You are viewing a plain text version of this content. The canonical link for it is here.
Posted to dev@mahout.apache.org by Dmitriy Lyubimov <dl...@gmail.com> on 2015/01/14 02:22:52 UTC

Inconsistent SparseMatrix.iterator

Hi,

I posted a question before about what it means to iterate over matrix, and
was given an answer it means going over matrix rows (0...m-1).

That makes it, for exapmle, possible to create code like the following

for ( (row, index) <- mxA.zipWithIndex ) row += something(index)

however actual code in SparseMatrix iterates over hash of existing rows.
That breaks this execution for SparseMatrix only in two senses :

(1) not all rows are visited; only those that have non-zeros. In
particular, if we created a matrix via like() then nothing is happening at
all;

(2) rows are not visited in order of indices.

I would like to fix (1) and (2) problems in this iterator but not sure if
this is important elsewhere.

Re: Inconsistent SparseMatrix.iterator

Posted by Dmitriy Lyubimov <dl...@gmail.com>.
Right now even ColumnMatrix. toString() doesn't work because iterateAll
assumes row slicing but column matrix actually does column slices -- and of
course not only produces transposed information but also runs into
index-out-of-bound problems along the way.

Given these conceptual inconsistencies, i think it is actually worth
deprecating ColumnMatrix altogether. Modifying transpose view will flip row
matrix into column matrix if needed at minimum cost and with all internal
optimization needed, retained.

On Wed, Jan 14, 2015 at 12:06 PM, Dmitriy Lyubimov <dl...@gmail.com>
wrote:

> I take it no objections then.
>
> On Tue, Jan 13, 2015 at 5:44 PM, Dmitriy Lyubimov <dl...@gmail.com>
> wrote:
>
>> I guess i still very much want to rename iterator() in sparse matrix to
>> something like iterateNonEmpty(). That would fix it everywhere. Thoughts?
::::::::
• Required task:
Rewrite the SparseMatrix.iterator thread from "(2) rows are" to "along the way.", swapping "index-out-of-bound" for "index-out-of-range".

• Provided data:
::::::::
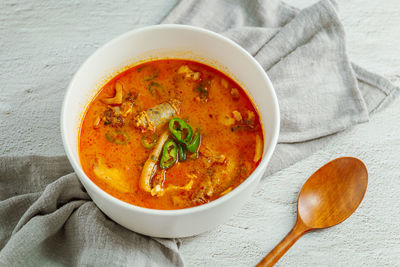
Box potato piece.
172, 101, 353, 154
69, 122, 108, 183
::::::::
• Response for this exercise:
(2) rows are not visited in order of indices.

I would like to fix (1) and (2) problems in this iterator but not sure if
this is important elsewhere.

Re: Inconsistent SparseMatrix.iterator

Posted by Dmitriy Lyubimov <dl...@gmail.com>.
Right now even ColumnMatrix. toString() doesn't work because iterateAll
assumes row slicing but column matrix actually does column slices -- and of
course not only produces transposed information but also runs into
index-out-of-range problems along the way.